What you will do:
Collect every line below that contains the string "wave", and copy each one in full. Case counts.
* * * *
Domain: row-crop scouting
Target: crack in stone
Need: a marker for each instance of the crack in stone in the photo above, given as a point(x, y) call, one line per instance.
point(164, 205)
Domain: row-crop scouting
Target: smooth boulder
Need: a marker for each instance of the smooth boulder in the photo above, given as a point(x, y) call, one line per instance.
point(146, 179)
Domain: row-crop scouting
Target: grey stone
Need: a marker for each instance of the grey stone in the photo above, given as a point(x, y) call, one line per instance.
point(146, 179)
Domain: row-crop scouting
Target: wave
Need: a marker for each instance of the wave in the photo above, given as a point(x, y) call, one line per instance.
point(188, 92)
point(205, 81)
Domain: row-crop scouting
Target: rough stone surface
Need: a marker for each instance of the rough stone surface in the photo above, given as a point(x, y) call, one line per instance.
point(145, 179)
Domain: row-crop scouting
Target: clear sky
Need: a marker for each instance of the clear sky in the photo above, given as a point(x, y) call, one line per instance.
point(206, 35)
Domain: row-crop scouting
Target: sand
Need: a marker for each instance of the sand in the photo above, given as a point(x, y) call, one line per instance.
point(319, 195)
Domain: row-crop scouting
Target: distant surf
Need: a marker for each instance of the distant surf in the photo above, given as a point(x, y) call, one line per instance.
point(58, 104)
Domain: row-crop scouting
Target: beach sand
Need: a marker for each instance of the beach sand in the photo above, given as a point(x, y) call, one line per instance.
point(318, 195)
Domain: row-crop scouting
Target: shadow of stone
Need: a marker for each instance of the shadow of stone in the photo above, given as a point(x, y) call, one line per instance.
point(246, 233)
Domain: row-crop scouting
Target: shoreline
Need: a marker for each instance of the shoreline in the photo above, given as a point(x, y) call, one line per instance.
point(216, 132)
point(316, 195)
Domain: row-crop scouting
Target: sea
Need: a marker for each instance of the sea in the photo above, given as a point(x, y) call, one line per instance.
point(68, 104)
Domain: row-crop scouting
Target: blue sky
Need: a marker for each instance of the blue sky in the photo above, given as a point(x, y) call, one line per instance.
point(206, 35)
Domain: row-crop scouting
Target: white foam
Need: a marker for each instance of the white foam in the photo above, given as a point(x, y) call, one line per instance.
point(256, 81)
* * * *
Written response:
Target: wave
Need: a marker for each instance of the wave in the photo above, given as a point(x, y) call, one line per instance.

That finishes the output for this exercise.